:: Provided text ::
This is the part of mcphub that turns "I connected a dozen MCP servers" into "these three get used, that one errors half the time, and this one is quietly costing me a fortune in tokens."

What gets recorded

When an agent calls a proxied tool through the gateway, the hub forwards the call, times it, and writes one row capturing:

  • the downstream server and tool names, plus the namespaced name (server__tool) the gateway exposed,
  • the duration in milliseconds,
  • whether it succeeded or errored (and the error text, if any),
  • the size of the request arguments and the response, in bytes,
  • an estimated token cost.

Recording happens on the proxy path but never blocks it: if a telemetry write fails, the gateway logs a warning and keeps serving.

Only proxied calls are recorded

Intelligence covers calls that go through the gateway. An agent in direct mode talks to each server itself, so its calls never pass through mcphub and are not recorded. If you want the numbers, run the agent in gateway mode — see Concepts.

:: Job 1 ::
Return the mcphub passage between "This is the" and "and keeps serving.", inclusive, word for word.
:: Job 2 ::
Decide whether each statement agrees with the mcphub passage, giving yes or no and quoting the deciding words: (a) A failed telemetry write causes the gateway to stop serving. (b) Each recorded row includes how long the call took in milliseconds. (c) Calls from an agent running in direct mode are recorded.

:: Items listed in a dataset ::
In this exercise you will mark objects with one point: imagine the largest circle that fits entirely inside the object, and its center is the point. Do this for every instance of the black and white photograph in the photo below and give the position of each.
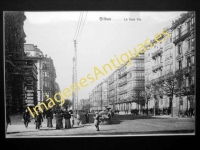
(99, 73)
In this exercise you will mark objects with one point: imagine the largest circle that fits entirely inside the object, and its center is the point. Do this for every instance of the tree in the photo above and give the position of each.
(139, 96)
(67, 104)
(147, 96)
(168, 85)
(186, 88)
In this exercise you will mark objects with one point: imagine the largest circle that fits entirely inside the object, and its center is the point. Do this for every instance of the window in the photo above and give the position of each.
(188, 26)
(180, 65)
(188, 62)
(179, 49)
(170, 38)
(189, 43)
(179, 31)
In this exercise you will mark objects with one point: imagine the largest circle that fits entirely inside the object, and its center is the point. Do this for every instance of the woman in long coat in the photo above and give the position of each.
(38, 119)
(67, 117)
(26, 117)
(49, 116)
(96, 121)
(87, 117)
(58, 117)
(8, 121)
(72, 120)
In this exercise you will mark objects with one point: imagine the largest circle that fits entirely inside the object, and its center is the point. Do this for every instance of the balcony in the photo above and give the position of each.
(192, 27)
(157, 67)
(122, 92)
(122, 75)
(157, 53)
(122, 83)
(181, 36)
(169, 46)
(179, 57)
(111, 95)
(111, 88)
(190, 51)
(110, 82)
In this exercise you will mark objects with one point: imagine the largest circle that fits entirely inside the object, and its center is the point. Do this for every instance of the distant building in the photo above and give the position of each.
(84, 104)
(36, 55)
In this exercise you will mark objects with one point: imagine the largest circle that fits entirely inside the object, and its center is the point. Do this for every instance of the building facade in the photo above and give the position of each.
(84, 104)
(120, 88)
(131, 85)
(173, 54)
(183, 33)
(36, 55)
(14, 54)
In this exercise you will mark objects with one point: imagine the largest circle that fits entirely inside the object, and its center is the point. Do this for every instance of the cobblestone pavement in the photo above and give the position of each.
(123, 125)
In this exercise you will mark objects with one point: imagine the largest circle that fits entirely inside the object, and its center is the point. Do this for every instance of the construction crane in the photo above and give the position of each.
(74, 80)
(74, 76)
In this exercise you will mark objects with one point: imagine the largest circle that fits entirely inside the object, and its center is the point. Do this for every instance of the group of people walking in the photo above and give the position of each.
(59, 116)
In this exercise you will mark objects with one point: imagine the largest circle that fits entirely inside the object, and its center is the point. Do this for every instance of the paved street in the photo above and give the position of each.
(124, 125)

:: Task output 1 ::
This is the part of mcphub that turns "I connected a dozen MCP servers" into "these three get used, that one errors half the time, and this one is quietly costing me a fortune in tokens."

What gets recorded

When an agent calls a proxied tool through the gateway, the hub forwards the call, times it, and writes one row capturing:

  • the downstream server and tool names, plus the namespaced name (server__tool) the gateway exposed,
  • the duration in milliseconds,
  • whether it succeeded or errored (and the error text, if any),
  • the size of the request arguments and the response, in bytes,
  • an estimated token cost.

Recording happens on the proxy path but never blocks it: if a telemetry write fails, the gateway logs a warning and keeps serving.

:: Task output 2 ::
(a) No: "if a telemetry write fails, the gateway logs a warning and keeps serving."
(b) Yes: "the duration in milliseconds"
(c) No: "its calls never pass through mcphub and are not recorded."